[Records of labeled boxes]
#####

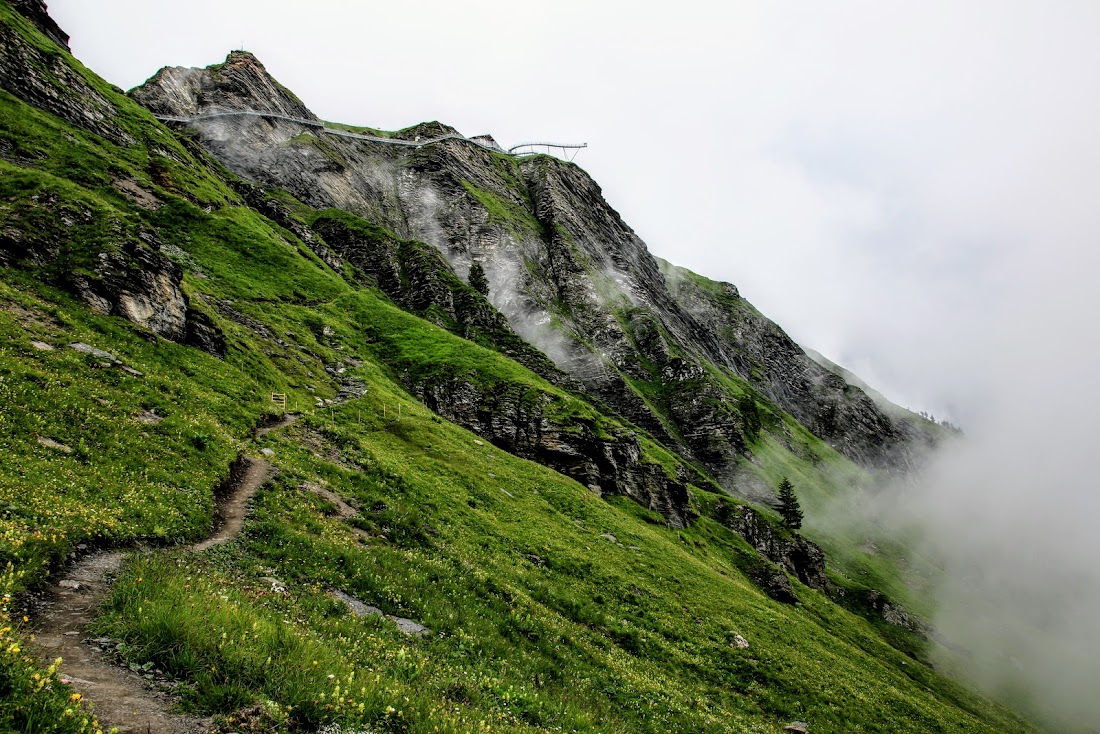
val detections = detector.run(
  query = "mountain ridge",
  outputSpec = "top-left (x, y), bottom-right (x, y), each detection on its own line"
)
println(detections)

#####

# WHAT THE TASK ASKS:
Echo every one of the rows above line for line, without the pictures.

# RESULT OF THIS EXERCISE:
val detections = detector.run(
  query = "mountain ridge",
  outputSpec = "top-left (x, y), bottom-right (x, y), each detection on its own line"
)
println(detections)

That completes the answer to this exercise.